* _YOUR INSTRUCTIONS_
Reproduce every line of the listing below word for word.

* _Source data_

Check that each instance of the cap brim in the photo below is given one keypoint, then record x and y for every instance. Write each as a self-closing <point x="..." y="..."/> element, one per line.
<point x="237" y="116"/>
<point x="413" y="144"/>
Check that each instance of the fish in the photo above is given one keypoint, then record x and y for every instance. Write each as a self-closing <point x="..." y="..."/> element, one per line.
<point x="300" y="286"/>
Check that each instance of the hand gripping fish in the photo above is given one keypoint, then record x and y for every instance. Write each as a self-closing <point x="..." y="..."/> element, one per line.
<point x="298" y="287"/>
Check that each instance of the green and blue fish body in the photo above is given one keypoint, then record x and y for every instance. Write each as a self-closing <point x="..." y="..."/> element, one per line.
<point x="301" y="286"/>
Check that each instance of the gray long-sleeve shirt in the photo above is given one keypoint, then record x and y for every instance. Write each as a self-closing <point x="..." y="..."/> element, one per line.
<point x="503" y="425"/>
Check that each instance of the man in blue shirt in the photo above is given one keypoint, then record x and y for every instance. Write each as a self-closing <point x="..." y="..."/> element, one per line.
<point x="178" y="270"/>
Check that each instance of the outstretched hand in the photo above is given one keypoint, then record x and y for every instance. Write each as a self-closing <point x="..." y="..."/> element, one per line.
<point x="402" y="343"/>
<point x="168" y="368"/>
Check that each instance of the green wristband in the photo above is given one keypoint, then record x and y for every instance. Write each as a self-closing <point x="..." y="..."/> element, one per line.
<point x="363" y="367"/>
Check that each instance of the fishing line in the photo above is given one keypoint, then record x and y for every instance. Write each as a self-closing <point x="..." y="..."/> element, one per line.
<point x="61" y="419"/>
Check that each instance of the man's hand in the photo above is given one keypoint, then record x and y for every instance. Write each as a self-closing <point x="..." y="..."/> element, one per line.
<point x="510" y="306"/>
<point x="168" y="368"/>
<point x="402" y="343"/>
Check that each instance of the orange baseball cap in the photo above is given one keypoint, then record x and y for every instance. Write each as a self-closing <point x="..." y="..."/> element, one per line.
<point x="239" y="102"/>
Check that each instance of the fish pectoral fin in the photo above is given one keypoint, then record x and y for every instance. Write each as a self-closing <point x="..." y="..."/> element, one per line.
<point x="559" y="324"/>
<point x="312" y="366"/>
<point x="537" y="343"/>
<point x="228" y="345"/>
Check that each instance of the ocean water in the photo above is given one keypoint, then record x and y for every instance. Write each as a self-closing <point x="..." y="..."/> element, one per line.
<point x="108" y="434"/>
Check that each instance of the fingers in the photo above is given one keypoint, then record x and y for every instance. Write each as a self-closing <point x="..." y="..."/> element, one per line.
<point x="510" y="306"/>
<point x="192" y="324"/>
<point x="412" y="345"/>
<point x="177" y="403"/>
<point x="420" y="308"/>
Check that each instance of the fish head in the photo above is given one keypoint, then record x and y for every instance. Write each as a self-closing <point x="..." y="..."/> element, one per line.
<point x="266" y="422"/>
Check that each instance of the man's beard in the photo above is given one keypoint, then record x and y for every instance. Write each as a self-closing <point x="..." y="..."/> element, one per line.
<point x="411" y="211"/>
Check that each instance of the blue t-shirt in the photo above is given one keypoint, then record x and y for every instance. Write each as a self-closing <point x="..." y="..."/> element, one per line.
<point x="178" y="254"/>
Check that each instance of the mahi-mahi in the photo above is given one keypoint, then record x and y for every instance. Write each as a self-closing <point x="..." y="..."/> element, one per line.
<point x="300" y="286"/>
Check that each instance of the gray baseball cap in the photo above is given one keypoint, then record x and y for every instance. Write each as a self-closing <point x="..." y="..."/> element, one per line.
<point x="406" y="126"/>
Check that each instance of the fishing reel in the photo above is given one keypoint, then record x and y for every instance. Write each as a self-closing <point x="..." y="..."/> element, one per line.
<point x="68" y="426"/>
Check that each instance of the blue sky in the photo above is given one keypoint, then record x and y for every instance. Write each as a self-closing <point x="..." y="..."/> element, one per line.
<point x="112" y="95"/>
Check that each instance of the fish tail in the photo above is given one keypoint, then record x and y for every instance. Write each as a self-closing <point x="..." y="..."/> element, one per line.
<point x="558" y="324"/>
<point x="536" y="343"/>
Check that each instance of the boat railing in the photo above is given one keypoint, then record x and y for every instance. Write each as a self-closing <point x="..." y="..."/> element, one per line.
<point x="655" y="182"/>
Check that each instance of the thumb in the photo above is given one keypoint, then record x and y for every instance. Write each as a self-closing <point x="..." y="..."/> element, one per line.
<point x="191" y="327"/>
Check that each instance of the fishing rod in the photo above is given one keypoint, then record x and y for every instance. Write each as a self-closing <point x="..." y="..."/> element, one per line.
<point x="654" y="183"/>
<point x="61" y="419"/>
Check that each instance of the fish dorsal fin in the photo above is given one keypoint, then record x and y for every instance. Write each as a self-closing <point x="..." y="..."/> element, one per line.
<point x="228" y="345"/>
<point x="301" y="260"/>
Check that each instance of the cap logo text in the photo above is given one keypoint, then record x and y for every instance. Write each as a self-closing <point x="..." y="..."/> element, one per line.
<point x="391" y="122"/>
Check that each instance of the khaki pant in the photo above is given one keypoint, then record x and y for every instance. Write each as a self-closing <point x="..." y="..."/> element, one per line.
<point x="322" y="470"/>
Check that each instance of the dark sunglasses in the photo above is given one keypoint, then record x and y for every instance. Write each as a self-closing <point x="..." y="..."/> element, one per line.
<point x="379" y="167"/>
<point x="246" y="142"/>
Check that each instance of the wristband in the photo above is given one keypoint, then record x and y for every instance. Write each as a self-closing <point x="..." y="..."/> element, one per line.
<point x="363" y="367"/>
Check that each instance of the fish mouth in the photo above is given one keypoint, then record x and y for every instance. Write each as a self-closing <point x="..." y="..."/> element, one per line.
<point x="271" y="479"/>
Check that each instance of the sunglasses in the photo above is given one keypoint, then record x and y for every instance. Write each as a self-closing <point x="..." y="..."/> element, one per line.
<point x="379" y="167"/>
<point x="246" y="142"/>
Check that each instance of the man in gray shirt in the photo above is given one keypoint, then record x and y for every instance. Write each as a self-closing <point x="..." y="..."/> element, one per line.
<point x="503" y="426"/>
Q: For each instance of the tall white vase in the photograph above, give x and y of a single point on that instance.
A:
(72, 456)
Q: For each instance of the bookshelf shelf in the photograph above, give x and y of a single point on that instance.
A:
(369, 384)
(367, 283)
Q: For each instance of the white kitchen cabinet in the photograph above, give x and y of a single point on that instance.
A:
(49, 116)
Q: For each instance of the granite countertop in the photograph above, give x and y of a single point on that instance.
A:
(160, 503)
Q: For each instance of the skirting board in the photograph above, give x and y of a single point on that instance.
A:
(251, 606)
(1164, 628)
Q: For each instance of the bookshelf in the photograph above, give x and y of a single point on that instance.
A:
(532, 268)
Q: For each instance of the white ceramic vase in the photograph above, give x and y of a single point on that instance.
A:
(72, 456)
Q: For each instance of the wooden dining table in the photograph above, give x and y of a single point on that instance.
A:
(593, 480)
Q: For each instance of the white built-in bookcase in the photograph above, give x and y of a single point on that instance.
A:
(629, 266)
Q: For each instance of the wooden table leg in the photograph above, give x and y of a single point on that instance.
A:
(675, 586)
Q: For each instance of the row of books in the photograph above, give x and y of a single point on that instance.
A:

* _WRITTEN ANSWER_
Check that each instance of the cap brim in the photo below is given one keypoint, then record x and y for every instance. Write each as a self-closing <point x="..." y="..."/> element, one per line.
<point x="237" y="116"/>
<point x="413" y="144"/>
Check that each instance of the fish in the photo above is given one keypoint, then record x and y for every instance. Write each as a self-closing <point x="..." y="..."/> element, one per line.
<point x="300" y="286"/>
Check that each instance of the hand gripping fish in the photo above is given one keypoint, then record x and y for every instance. Write each as a self-closing <point x="..." y="..."/> element, one per line.
<point x="298" y="287"/>
Check that each instance of the green and blue fish body in the photo above is given one keypoint, then record x and y for every instance. Write each as a self-closing <point x="..." y="..."/> element, one per line.
<point x="301" y="286"/>
Check that each instance of the gray long-sleeve shirt in the photo above is given one keypoint, then record x and y for every instance. Write each as a self-closing <point x="..." y="..."/> element, one per line.
<point x="503" y="425"/>
Check that each instance of the man in blue shirt in the photo above is given one keypoint, then record x and y for every instance. Write each as a self-closing <point x="..." y="..."/> element, one per line.
<point x="178" y="270"/>
Check that each instance of the outstretched hand in the photo above is given one keypoint, then record x and y for every instance. Write each as a self-closing <point x="..." y="..."/> element, one per line.
<point x="402" y="343"/>
<point x="168" y="368"/>
Check that each instance of the green wristband in the photo above is given one keypoint, then record x and y for every instance. Write each as a self-closing <point x="..." y="..."/> element, one per line.
<point x="363" y="367"/>
Check that each instance of the fishing line in the photo above is given one keypoint, then record x and y for every instance. Write each as a self-closing <point x="..." y="..."/> element, one per line.
<point x="61" y="419"/>
Check that each instance of the man's hand in the photo above is given one keypoint, then record x and y for every instance. Write each as a self-closing <point x="..." y="..."/> element, one per line.
<point x="510" y="306"/>
<point x="168" y="368"/>
<point x="402" y="343"/>
Check that each instance of the orange baseball cap in the photo above is given one keypoint, then record x and y for every instance. Write each as a self-closing <point x="..." y="..."/> element, one per line.
<point x="239" y="102"/>
Check that each instance of the fish pectoral fin in the photo above is given one keypoint, then record x and y for every instance. Write each as a self-closing <point x="..." y="..."/> element, one per line.
<point x="559" y="324"/>
<point x="312" y="366"/>
<point x="537" y="343"/>
<point x="228" y="345"/>
Check that each instance of the ocean water in the photo above is given one keypoint, then record x and y for every instance. Write each as a self-closing <point x="..." y="..."/> element, one per line.
<point x="108" y="434"/>
Check that each instance of the fingers in the photo above is given one keypoint, then record x and y for every instance. Write each as a self-closing <point x="..." y="..."/> element, one per line.
<point x="510" y="306"/>
<point x="192" y="324"/>
<point x="412" y="345"/>
<point x="177" y="403"/>
<point x="420" y="308"/>
Check that each instance of the fish head in the photo above is given one keypoint, then record x and y for every instance. Write each as a self-closing <point x="..." y="..."/> element, one per line.
<point x="266" y="422"/>
Check that each instance of the man's beard in the photo above is given one keypoint, then record x and y for every instance. Write each as a self-closing <point x="..." y="..."/> element, one per line.
<point x="411" y="211"/>
Check that each instance of the blue t-shirt in the photo above is given one keypoint, then record x and y for every instance. Write each as a self-closing <point x="..." y="..."/> element, one per line.
<point x="178" y="254"/>
Check that each instance of the mahi-mahi in the photo above is given one keypoint, then record x and y for every instance. Write each as a self-closing <point x="..." y="..."/> element, one per line.
<point x="300" y="286"/>
Check that each instance of the gray baseball cap in the photo above is given one keypoint, then record x and y for every instance. Write each as a self-closing <point x="..." y="..."/> element, one per line.
<point x="406" y="126"/>
Check that each instance of the fishing reel in the photo above is given one keypoint, then record x and y for every instance. Write each as a self-closing <point x="..." y="..."/> element, one per line.
<point x="68" y="426"/>
Check that each instance of the blue sky in the photo above is given one keypoint, then record x and y for every instance. Write each as a self-closing <point x="..." y="..."/> element, one per line.
<point x="112" y="95"/>
Check that each instance of the fish tail in the photo above is given one keypoint, then record x and y for every instance. Write each as a self-closing <point x="..." y="..."/> element, one per line.
<point x="558" y="324"/>
<point x="536" y="343"/>
Check that each instance of the boat railing in the photo above is given one keypoint, then record x and y for every instance. Write each as a self-closing <point x="..." y="..."/> element, one per line.
<point x="655" y="182"/>
Check that each instance of the thumb in the photo above is given one keypoint, then record x and y for every instance. Write each as a self-closing <point x="..." y="..."/> element, one per line.
<point x="191" y="327"/>
Check that each instance of the fishing rod in the photo above is given one keypoint, then record x and y for every instance. Write each as a self-closing <point x="..." y="..."/> element, one per line.
<point x="654" y="183"/>
<point x="61" y="419"/>
Check that each instance of the fish dorsal fin in the photo above is given one keypoint, then record x and y for every instance. Write each as a self-closing <point x="..." y="..."/> element, one per line.
<point x="228" y="345"/>
<point x="301" y="260"/>
Check that each instance of the cap logo text in the photo above is given one keypoint, then record x and y for every instance. Write each as a self-closing <point x="..." y="..."/> element, one per line.
<point x="391" y="122"/>
Check that each instance of the khaki pant in the photo above is given one keypoint, then record x and y for every instance. Write each as a self-closing <point x="..." y="..."/> element, one per line.
<point x="322" y="470"/>
Check that each instance of the dark sunglasses in the photo above is given one keypoint, then record x and y for every instance. Write each as a self-closing <point x="..." y="..."/> element, one per line.
<point x="379" y="167"/>
<point x="246" y="142"/>
Check that each instance of the wristband in the photo above is given one keypoint, then record x and y for every instance. Write each as a self-closing <point x="..." y="..."/> element, one per line.
<point x="363" y="367"/>
Check that each instance of the fish mouth in the photo above is given one keypoint, then record x and y for every instance. Write each as a self-closing <point x="..." y="..."/> element, one per line.
<point x="271" y="479"/>
Check that each instance of the sunglasses in the photo above is given one keypoint, then record x and y for every instance. Write each as a self-closing <point x="..." y="..."/> element, one per line.
<point x="379" y="167"/>
<point x="246" y="142"/>
Check that each instance of the man in gray shirt in the photo above is given one keypoint, then record x and y for every instance. Write each as a self-closing <point x="..." y="..."/> element, one per line.
<point x="503" y="426"/>
Q: For each instance of the tall white vase in the photograph above, give x and y of a single point on that instance.
A:
(72, 456)
Q: For each instance of the bookshelf shelf in the photograph above, give x and y of a single point on that instance.
A:
(369, 384)
(367, 283)
Q: For each instance of the white kitchen cabinet in the photograph above, give x and y of a single point on that instance.
A:
(49, 116)
Q: For each instance of the granite countertop in the photograph above, give x and y of a single point on that instance.
A:
(160, 503)
Q: For each instance of the skirting board in the photograph above, give x and y of a single point on that instance.
A:
(251, 606)
(1164, 628)
Q: For each instance of the bookshelf in the photograph above, give x and y of a single point on that instance.
A:
(532, 268)
Q: For each instance of the white ceramic vase in the photograph above, give x and y of a single point on that instance.
A:
(72, 456)
Q: For each instance of the wooden dining table in the photograph above, give x and y of a single point on that instance.
A:
(593, 480)
Q: For each instance of the white built-in bookcase in the photograph above, give x and y of a single point on that instance.
A:
(629, 266)
Q: For each instance of the wooden table leg in the photograph above, give x and y of a single point on that instance.
A:
(675, 586)
Q: For each instance of the row of books in the photograph above, give x and y of a single point on that instance.
A:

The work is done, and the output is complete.